Exercise requirements:
Set down every record below exactly as it stands, leaving out the pictures.

Data under study:
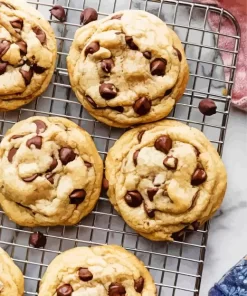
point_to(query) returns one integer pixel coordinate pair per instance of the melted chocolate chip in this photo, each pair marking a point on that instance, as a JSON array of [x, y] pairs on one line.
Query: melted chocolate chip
[[85, 275], [77, 196], [66, 155], [65, 290], [142, 106], [108, 91], [35, 141], [88, 15], [92, 48], [37, 240], [11, 154], [158, 67], [133, 199], [163, 144]]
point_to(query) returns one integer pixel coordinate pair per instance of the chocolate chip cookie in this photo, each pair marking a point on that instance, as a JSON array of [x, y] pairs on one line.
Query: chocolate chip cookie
[[27, 54], [128, 68], [11, 278], [50, 172], [102, 271], [165, 177]]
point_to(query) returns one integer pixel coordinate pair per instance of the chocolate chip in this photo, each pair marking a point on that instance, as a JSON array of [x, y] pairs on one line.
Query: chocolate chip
[[30, 179], [178, 54], [163, 144], [92, 48], [27, 75], [130, 43], [85, 275], [151, 193], [108, 91], [139, 284], [11, 154], [135, 157], [17, 24], [58, 12], [23, 46], [64, 290], [171, 163], [37, 240], [207, 107], [41, 126], [88, 15], [158, 67], [77, 196], [3, 68], [66, 155], [40, 34], [107, 65], [4, 47], [142, 106], [133, 199], [147, 55], [140, 135], [116, 289], [198, 177], [35, 141]]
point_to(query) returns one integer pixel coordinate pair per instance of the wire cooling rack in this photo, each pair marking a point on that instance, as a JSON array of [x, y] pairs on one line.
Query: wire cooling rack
[[176, 267]]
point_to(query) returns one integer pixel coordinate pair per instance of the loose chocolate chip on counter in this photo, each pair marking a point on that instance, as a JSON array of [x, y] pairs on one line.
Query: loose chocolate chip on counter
[[3, 68], [58, 12], [142, 106], [77, 196], [92, 48], [85, 275], [151, 193], [108, 91], [23, 46], [147, 55], [135, 157], [66, 155], [133, 199], [41, 126], [40, 34], [163, 144], [116, 289], [139, 284], [27, 75], [37, 240], [170, 162], [11, 154], [207, 107], [198, 177], [107, 65], [131, 43], [158, 67], [65, 290], [88, 15], [4, 47], [35, 141]]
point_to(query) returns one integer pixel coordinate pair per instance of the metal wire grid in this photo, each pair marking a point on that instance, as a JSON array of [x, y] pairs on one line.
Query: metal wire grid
[[176, 267]]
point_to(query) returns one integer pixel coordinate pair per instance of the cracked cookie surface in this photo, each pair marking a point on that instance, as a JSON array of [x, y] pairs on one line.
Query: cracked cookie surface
[[11, 278], [27, 54], [165, 177], [122, 70], [50, 172], [103, 270]]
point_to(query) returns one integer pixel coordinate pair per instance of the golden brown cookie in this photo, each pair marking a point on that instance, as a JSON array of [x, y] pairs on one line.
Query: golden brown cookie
[[27, 54], [101, 271], [128, 68], [165, 177], [50, 172]]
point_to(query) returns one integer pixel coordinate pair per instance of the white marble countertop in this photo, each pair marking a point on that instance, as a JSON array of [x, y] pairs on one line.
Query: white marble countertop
[[227, 242]]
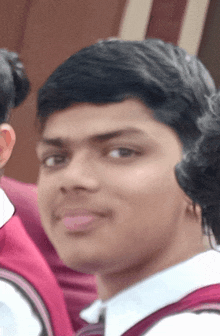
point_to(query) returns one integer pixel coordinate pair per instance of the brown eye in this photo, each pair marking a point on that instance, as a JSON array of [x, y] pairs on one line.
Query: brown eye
[[53, 160], [122, 152]]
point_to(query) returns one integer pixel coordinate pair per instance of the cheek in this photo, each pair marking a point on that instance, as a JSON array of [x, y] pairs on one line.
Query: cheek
[[153, 193], [45, 192]]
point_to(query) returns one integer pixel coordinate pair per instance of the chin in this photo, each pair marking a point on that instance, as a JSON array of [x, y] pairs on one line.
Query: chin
[[83, 266]]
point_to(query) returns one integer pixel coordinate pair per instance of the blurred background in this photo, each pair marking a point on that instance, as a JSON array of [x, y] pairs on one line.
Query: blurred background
[[46, 32]]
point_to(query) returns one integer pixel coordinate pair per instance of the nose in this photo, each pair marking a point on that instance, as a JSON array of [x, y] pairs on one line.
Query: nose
[[80, 174]]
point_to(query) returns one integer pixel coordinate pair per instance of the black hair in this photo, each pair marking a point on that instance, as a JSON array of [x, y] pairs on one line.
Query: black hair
[[14, 84], [199, 171], [165, 77]]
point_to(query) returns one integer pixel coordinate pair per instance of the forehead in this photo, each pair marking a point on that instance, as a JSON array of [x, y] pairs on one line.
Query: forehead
[[84, 121]]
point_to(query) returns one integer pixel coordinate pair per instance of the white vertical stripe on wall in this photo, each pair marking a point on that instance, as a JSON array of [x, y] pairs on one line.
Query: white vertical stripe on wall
[[193, 24], [135, 19]]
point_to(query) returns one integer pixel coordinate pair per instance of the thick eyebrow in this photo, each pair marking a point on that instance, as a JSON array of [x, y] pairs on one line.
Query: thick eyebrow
[[98, 138]]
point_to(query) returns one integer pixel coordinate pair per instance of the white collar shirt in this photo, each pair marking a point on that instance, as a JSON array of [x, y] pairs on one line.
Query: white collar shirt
[[131, 305], [16, 315]]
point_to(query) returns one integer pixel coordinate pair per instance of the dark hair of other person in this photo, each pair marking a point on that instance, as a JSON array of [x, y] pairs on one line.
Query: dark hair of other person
[[169, 81], [199, 172], [14, 84]]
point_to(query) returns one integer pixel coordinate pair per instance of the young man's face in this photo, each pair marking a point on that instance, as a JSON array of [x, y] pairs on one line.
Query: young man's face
[[108, 195]]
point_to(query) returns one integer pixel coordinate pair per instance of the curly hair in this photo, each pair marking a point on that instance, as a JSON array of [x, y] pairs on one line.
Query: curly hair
[[165, 77], [14, 84], [198, 173]]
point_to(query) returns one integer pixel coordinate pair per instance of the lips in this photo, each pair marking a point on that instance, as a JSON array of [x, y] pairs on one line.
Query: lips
[[78, 219], [77, 222]]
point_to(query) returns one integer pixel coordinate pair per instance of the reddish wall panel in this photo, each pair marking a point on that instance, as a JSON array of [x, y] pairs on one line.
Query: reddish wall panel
[[166, 19]]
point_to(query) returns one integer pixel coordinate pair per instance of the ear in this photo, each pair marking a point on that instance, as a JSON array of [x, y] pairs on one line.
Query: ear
[[7, 141], [193, 208]]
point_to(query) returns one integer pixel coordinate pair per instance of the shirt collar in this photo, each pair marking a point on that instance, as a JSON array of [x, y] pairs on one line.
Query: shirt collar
[[136, 302], [6, 208]]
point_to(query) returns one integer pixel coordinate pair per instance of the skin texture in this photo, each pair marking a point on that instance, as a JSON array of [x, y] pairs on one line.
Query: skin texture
[[143, 221]]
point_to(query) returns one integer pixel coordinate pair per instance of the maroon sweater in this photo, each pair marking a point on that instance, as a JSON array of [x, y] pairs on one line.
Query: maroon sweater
[[79, 289], [22, 264], [203, 299]]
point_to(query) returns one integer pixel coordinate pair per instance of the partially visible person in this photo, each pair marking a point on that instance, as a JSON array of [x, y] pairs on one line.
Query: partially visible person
[[114, 121], [79, 289], [31, 302]]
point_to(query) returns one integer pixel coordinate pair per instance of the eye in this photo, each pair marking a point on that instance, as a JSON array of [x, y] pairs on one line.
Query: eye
[[53, 160], [122, 152]]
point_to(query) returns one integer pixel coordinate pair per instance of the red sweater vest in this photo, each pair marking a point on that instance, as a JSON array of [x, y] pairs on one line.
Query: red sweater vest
[[203, 299], [22, 263]]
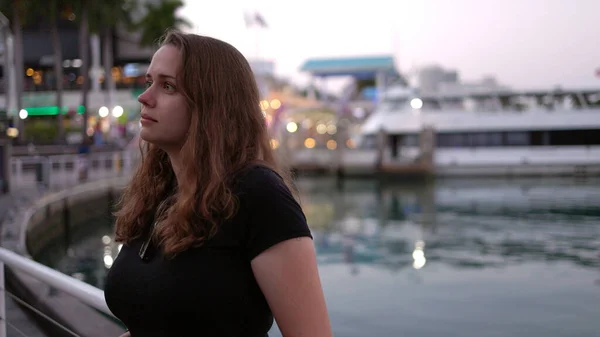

Reply:
point_to(query) returns one integer pixel coordinate pair per instance of the melted chocolate chip in this photo, each pair marking a point on that instance, as a JSON array of [x, y] pairs on one line.
Query: melted chocolate chip
[[85, 275], [77, 196], [66, 155], [65, 290], [142, 106], [108, 91], [35, 141], [88, 15], [92, 48], [37, 240], [11, 154], [158, 67], [133, 199], [163, 144]]
point_to(query) returns one integer pixel coordinate pair per instance of the chocolate chip cookie in this photo, each pair marking a point on that instance, as a JSON array of [x, y] pairs on one line.
Query: chocolate chip cookie
[[27, 54], [128, 68], [11, 278], [50, 172], [102, 271], [165, 177]]
point_to(query) returns one integer pixel coordinate pair per instance of the chocolate chip in this photo, each pair marking a point on that instance, as a JSON array of [x, y] pairs on one line.
Query: chocolate chip
[[30, 179], [178, 54], [163, 144], [92, 48], [27, 75], [130, 43], [85, 275], [151, 193], [108, 91], [139, 284], [11, 154], [135, 157], [17, 24], [58, 12], [23, 46], [64, 290], [171, 163], [37, 240], [207, 107], [41, 126], [88, 15], [158, 67], [77, 196], [3, 68], [66, 155], [40, 34], [107, 65], [4, 47], [142, 106], [133, 199], [147, 55], [140, 135], [116, 289], [198, 177], [35, 141]]
point_to(query) returns one integer pixel coordinate pair per instance of the wire cooling rack in this photo, each pair marking a point on that instance, as a JSON array of [x, y] pairs on one line.
Query: wire cooling rack
[[176, 267]]
point_to(query) returns one integer pixel coordinate pair per instance of the loose chocolate chip on counter in this photo, each pair marking a point on that instance, as a JSON array of [x, y] pairs on one line.
Query: loose chocolate chip on counter
[[3, 68], [58, 12], [142, 106], [77, 196], [92, 48], [85, 275], [151, 193], [108, 91], [23, 46], [147, 55], [135, 157], [66, 155], [133, 199], [41, 126], [40, 34], [163, 144], [116, 289], [139, 284], [27, 75], [37, 240], [170, 162], [11, 154], [207, 107], [198, 177], [107, 65], [131, 43], [158, 67], [65, 290], [88, 15], [4, 47], [35, 141]]
point_to(query) returns one integer pixel coordinate pair per instance of the metal wire grid in this photo, each pair marking a point on that instance, as a JSON array of [x, y] pairs on one line.
Query: metal wire grid
[[176, 267]]
point_to(query) returns one integer pixel coordinate pair per instance of the cracked cookie surface in this photo, each pair marking a point on that instance, as a JSON array of [x, y] pairs on one line.
Query: cracked cookie surface
[[11, 278], [27, 54], [165, 177], [122, 70], [50, 172], [103, 270]]
point_to(query) returns one integer pixel coordinate pair per instance of the golden brown cookie in this photo, each pair marking a point on that instance, as a JSON array of [x, y] pairs on one line.
Query: golden brown cookie
[[27, 54], [101, 271], [128, 68], [165, 177], [50, 172]]
point_to(query) returns one integer pixel coordinate pair per instance of the white marble countertop in this photo, each pair marking a point on that instance, as a JSON array of [x, y] pairs on one line.
Query: white marble countertop
[[227, 242]]
point_to(query) returns one integer pixel coordinate pair per instance of the brown eye in this photo, each pair marking a point on that instance, as a JSON array of [x, y] pairs on one line.
Query: brown eye
[[53, 160], [122, 152]]
point_to(query) returns one integer pixel coordinate pair per instance of the cheek in this photo, each pair marking a point on that instance, as a JSON array of [x, y] pairs on one line.
Query: cheek
[[153, 193], [45, 192]]
point_to(query) returns one integer pixel coordinate pair per instance of the chin in this photo, each pair marking a point on that instance, as a JSON array of [x, y] pairs on one line.
Query: chin
[[83, 266]]
point_to(query) returns one integer pixel coordinate pair per instance of the blurred background in this photo, each pair marking a point on that instance, as a JSON array of [x, y] pairs on one line.
Query: blurred background
[[46, 32]]
point_to(query) returns one integer pixel coordinate pair per instance of the nose in this photo, each pair marking a point on that instance, as a JSON array of [x, y] pairs on one line.
Query: nose
[[80, 174]]
point_to(query) returns one integer pixel coordinate pair per instance of the black hair in this photo, each pair marking a point on that instance, as a JSON array of [x, y] pairs on one line.
Query: black hair
[[14, 84], [199, 171], [165, 77]]
point_to(query) returns one integer pixel coordinate pair per instance of the forehead in this photo, each pair marking a point on that instance, as a JSON array of [x, y] pairs on one line.
Query: forehead
[[84, 121]]
point_to(query) returns one integer pixel coordinate pair per instance of the white vertical stripe on wall in this photo, each pair marking a point on that instance, as a JSON array of [x, y] pairs on one line.
Query: white vertical stripe on wall
[[193, 24], [135, 19]]
point_to(query) returns one integer pixel coordinate pair per instance of the thick eyebrow in this photo, each pair marking a point on that instance, as a JSON array of [x, y] pairs on one line.
Query: thick eyebrow
[[98, 138]]
point_to(query) returns one integer pixel coordinate pair per instance of the white collar shirt in this photo, each pair marking a point on that instance, as a JSON array of [x, y] pairs on one line.
Query: white collar shirt
[[131, 305], [16, 315]]
point_to(query) returns one integer pixel coordinate pair per instance of the dark hair of other person in this photo, each pair marking a point on that instance, as a JSON array of [x, y] pairs on one line.
Query: dark hair of other person
[[169, 81], [199, 172], [14, 84]]
point_to(query) returns one integer pixel coordinate pair per instance of the young man's face in this photo, each pair marking a point on that instance, as a JSON array of [x, y] pairs on one line.
Query: young man's face
[[108, 195]]
point_to(query) returns one integer pixel coordinate pair per instance of the curly hair in this photo, each pair marking a point on that instance, as a JSON array of [x, y] pairs on one line.
Query: curly hair
[[165, 77], [14, 84], [198, 173]]
point_to(query) returns one integer pixel coordinate pair per instance of the lips in this photo, each pair marking a point on that instance, as a JSON array of [x, y] pairs on one line.
Query: lips
[[78, 219], [77, 222]]
point_to(query) returns one integer pixel coordinate pair per instance of the reddish wall panel in this photo, each pair marking a point on that instance, as a JSON array of [x, y] pairs on one line.
Query: reddish wall panel
[[166, 19]]
point_to(query) returns one integer pixel coordinate pair per instance of the ear in this photo, each pair marking a point on that instance, as a JSON array of [x, y] pairs on one line.
Query: ear
[[7, 141], [193, 208]]
point_to(query) returns one integer pixel coordinate pair per instance of the shirt collar in this photo, each pair marking a point on that instance, as a JSON array of [x, y] pairs on one line.
Query: shirt collar
[[136, 302], [6, 208]]
point_to(query) returns one integer pixel coordinate pair per instance of the skin texture in this photo, each pair marking a point on that instance, as a JSON array of [x, y] pairs on one line.
Query: skin texture
[[143, 221]]
point_to(query) returns one integer pixel coordinate pair per instance of the maroon sweater in this photo, each pair marking a point on that instance, as a JSON array of [x, y] pairs on one line.
Query: maroon sweater
[[79, 289], [22, 264], [203, 299]]
point_to(query) returns one integer pixel coordinate pair per instance of the partially visible person in this photo, each pair marking a point on that instance, as a JSON array of [x, y] pairs on one line.
Query: partially visible person
[[114, 121], [79, 289], [31, 302]]
point_to(query) returns one integer pixel coordinate pair per instance of the eye in this photo, each pair marking a point on that instance, as a JSON array of [x, y] pairs on one line.
Query: eye
[[53, 160], [122, 152]]
point_to(query) returns one integer pixel coordinate pair per instance of the red sweater vest in this photo, each pair marking a point on that instance, as a JSON array of [x, y] pairs on one line.
Query: red sweater vest
[[203, 299], [22, 263]]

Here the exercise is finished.